## Source document
***

CX4240: Project Guidelines and Resources

How to come up with good project ideas?

Here are some strategies that can be helpful for coming up with good ideas for course projects. Of course, you’re not limited to the strategies, you know your own background and interests the best, so it will always be you who can come up with the best idea that suits your background and interests.

  • Strategy 1: Leverage some recent big advances in AI. Can you do some cool things with recent models such as ChatGPT and Stable Diffusion?
  • Strategy 2: Think about using data analysis techniques for specific domains and tasks. For example, maybe we want to use social media data to better understand people’s reactions to COVID-19, or maybe we want to use Machine Learning to predict stock market price, or maybe we want to acquire insights from biomedical research papers. What are the challenges of applying existing models to such specific domains and tasks? For example, maybe the data genres are unique that limit the model’s performance, or maybe we lack domain-specific labels. And what new knowledge can we gain for these domains by applying our methods?
  • Strategy 3: Think about the drawbacks of existing techniques and whether you can solve such drawbacks. Such drawbacks often arise in specific contexts. For example, maybe the techniques cannot work for streaming data, can you design an online version of that model, to avoid training the model from scratch every time? Or maybe the model is very slow to train, can you speed up its training process? Or maybe the model is very large, can you try existing model pruning and compression techniques to reduce the size?
  • Strategy 4: Empirical but comprehensive studies to gain better and deep insights into the methods. For the same problem, there are many different techniques that can be applied. What are their difference besides the mathematical properties we have learned in class? For what kind of data will one method be superior to another? You can do empirical studies to find out the answers. The goal here is not to just apply to the existing model to some other datasets and obtain dry numbers. Instead, the goal is to obtain insights, insights that help us better understand the strengths and weaknesses of different methods more comprehensively. In what scenarios do those methods work? In what scenarios do they not work? And why? Can you convince us?
  • Strategy 5: Use ChatGPT.

No matter which strategies you choose, always ask yourselves the following questions we listed in our first lecture:

  • What is the problem?
  • Is this problem a practical and interesting one?
  • What datasets will you use for the problem?
  • What are some potential data analytics solutions to the problem?
  • What is your idea/plan for solving the problem?
  • How to formulate the idea and design models?
  • How will you evaluate your model or validate your idea/hypothesis?
  • What’s your final conclusion/insights from this project?

How to find proper datasets for my project?

There are different ways to obtain proper datasets for your project:

  1. Online public datasets. Here are several compiled dataset lists that you can use for your project:
  2. Kaggle is a great source for finding different datasets:
  3. Collect your own data! Example here

Project report

What content should the final project report cover?

  • Some key ingredients in your project report:
    • What is the problem you are trying to solve? and why is this problem interesting?
    • What data are you using?
    • What’s the method you are using?
    • What are the results you attain?
    • What are the key takeaways and conclusion from this project?

What should be the format of the final project?

  • Please use single-column, single-space, 1-inch margin, font size 10pt/11pt for your report. Using latex is highly recommended, although not mandatory. you could find an example latex template here.

How long should the project report be?

  • We do not have strict requirements on length. Concise and clear reports are always preferred. Typically, a final report is between 5-8 pages, including references.

***

## The data
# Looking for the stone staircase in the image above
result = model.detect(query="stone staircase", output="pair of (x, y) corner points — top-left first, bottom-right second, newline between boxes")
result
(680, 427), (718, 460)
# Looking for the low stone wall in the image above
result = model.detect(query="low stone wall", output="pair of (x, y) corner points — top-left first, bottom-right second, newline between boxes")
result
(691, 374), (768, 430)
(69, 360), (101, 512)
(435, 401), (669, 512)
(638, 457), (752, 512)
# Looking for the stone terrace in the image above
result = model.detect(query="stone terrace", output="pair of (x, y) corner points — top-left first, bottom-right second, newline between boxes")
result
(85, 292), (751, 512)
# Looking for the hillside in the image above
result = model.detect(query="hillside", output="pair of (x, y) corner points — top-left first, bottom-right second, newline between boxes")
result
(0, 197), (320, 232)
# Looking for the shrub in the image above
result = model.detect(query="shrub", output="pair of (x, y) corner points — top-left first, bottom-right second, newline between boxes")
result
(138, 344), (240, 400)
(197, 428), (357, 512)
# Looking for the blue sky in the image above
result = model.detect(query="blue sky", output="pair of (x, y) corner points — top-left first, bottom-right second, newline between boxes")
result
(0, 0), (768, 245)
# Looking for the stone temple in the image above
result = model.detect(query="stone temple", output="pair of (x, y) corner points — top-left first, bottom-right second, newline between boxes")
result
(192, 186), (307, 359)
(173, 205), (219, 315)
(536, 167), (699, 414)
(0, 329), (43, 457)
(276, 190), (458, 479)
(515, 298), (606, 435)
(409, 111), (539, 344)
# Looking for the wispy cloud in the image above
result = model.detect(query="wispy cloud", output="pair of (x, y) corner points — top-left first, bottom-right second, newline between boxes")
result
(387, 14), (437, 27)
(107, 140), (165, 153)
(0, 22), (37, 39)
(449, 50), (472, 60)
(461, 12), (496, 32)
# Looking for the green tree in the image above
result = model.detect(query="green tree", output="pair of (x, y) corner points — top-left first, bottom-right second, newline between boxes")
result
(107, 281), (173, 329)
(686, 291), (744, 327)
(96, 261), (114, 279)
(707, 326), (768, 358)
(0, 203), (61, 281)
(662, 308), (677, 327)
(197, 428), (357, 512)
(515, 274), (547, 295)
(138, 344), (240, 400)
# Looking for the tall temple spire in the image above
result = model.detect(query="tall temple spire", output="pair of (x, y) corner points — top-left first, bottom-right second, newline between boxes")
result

***

## Prompt A
According to the CX4240 project guidelines, why would someone design an online version of a model that cannot work for streaming data? Answer in one to three sentences.
## Prompt B
What key ingredients do the CX4240 project guidelines say a final project report should include? List all of them.
## Prompt C
How long is a final report typically, according to the CX4240 project guidelines?

## Task response A
An online version would avoid training the model from scratch every time.

## Task response B
- What problem you are trying to solve, and why it is interesting
- What data you are using
- What method you are using
- What results you attain
- The key takeaways and conclusion from the project

## Task response C
Between 5 and 8 pages, including references.